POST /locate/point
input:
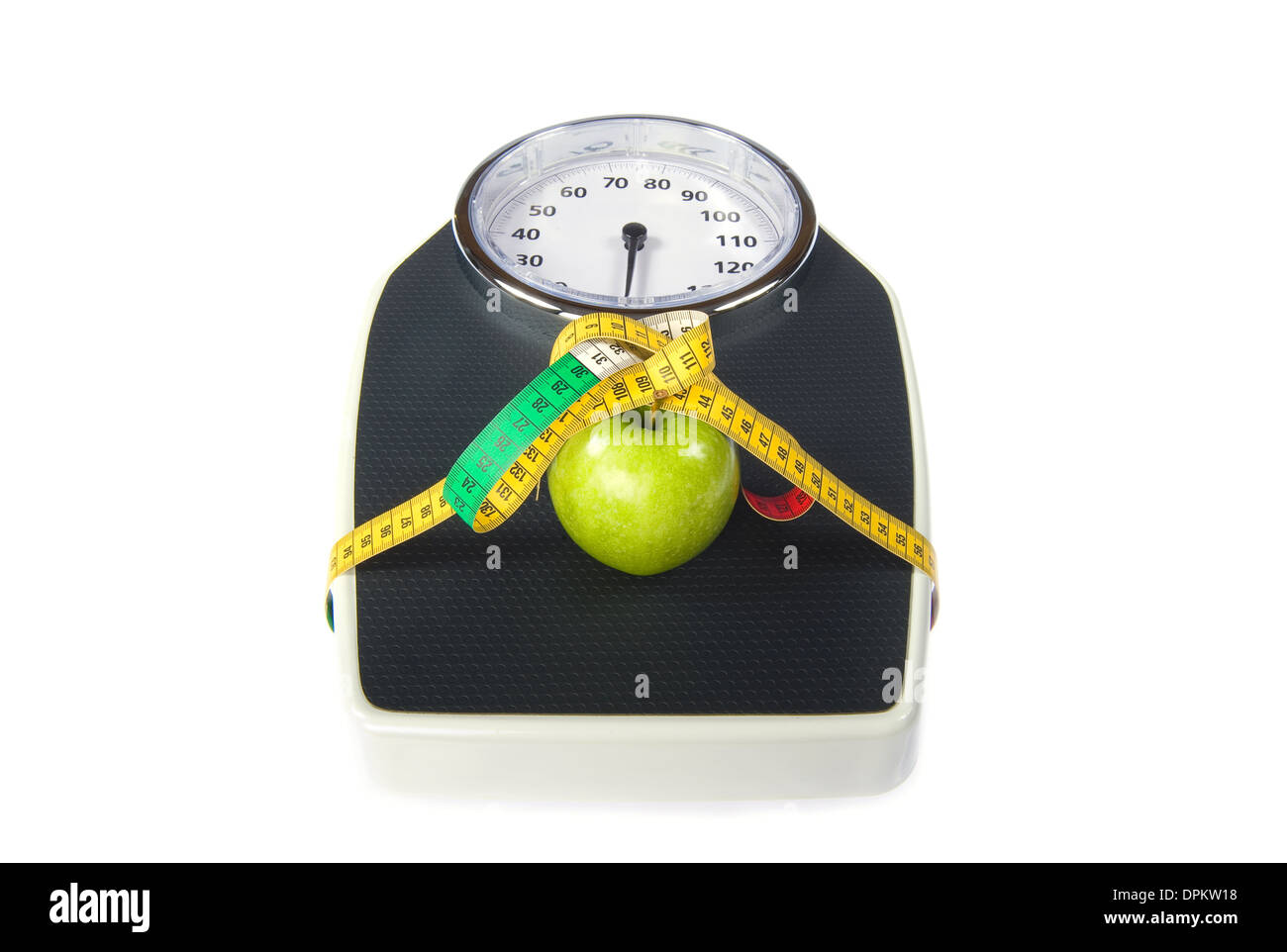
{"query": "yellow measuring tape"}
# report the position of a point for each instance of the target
(604, 364)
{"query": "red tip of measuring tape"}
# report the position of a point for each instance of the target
(780, 509)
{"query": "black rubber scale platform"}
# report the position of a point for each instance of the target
(554, 631)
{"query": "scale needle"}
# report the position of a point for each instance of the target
(634, 235)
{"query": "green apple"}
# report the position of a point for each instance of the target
(644, 492)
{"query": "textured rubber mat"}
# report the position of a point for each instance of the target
(554, 631)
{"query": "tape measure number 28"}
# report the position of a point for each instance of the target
(604, 364)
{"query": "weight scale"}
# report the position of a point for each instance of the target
(783, 661)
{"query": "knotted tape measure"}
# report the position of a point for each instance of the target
(604, 364)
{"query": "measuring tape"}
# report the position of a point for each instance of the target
(604, 364)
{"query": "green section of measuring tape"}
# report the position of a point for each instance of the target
(511, 431)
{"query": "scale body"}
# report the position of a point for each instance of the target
(783, 661)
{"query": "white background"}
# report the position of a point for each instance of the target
(1081, 210)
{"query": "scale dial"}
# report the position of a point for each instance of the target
(635, 214)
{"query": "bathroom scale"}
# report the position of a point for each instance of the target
(619, 269)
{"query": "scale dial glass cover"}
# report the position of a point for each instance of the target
(549, 217)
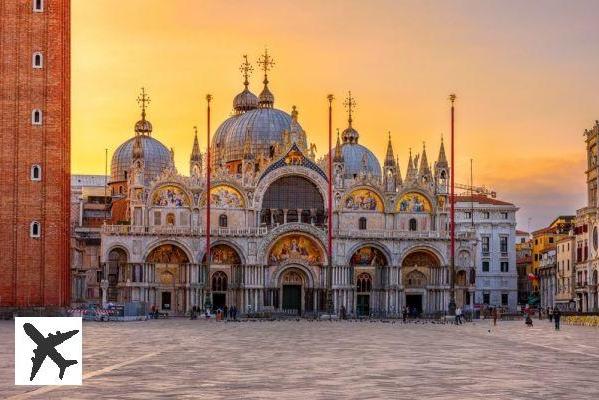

_Request_: Which lines of the items above contain the string "measure"? Copy each of those lines, treating case as significant.

_Solved exercise_:
{"query": "tape measure number 28"}
{"query": "knotted tape measure"}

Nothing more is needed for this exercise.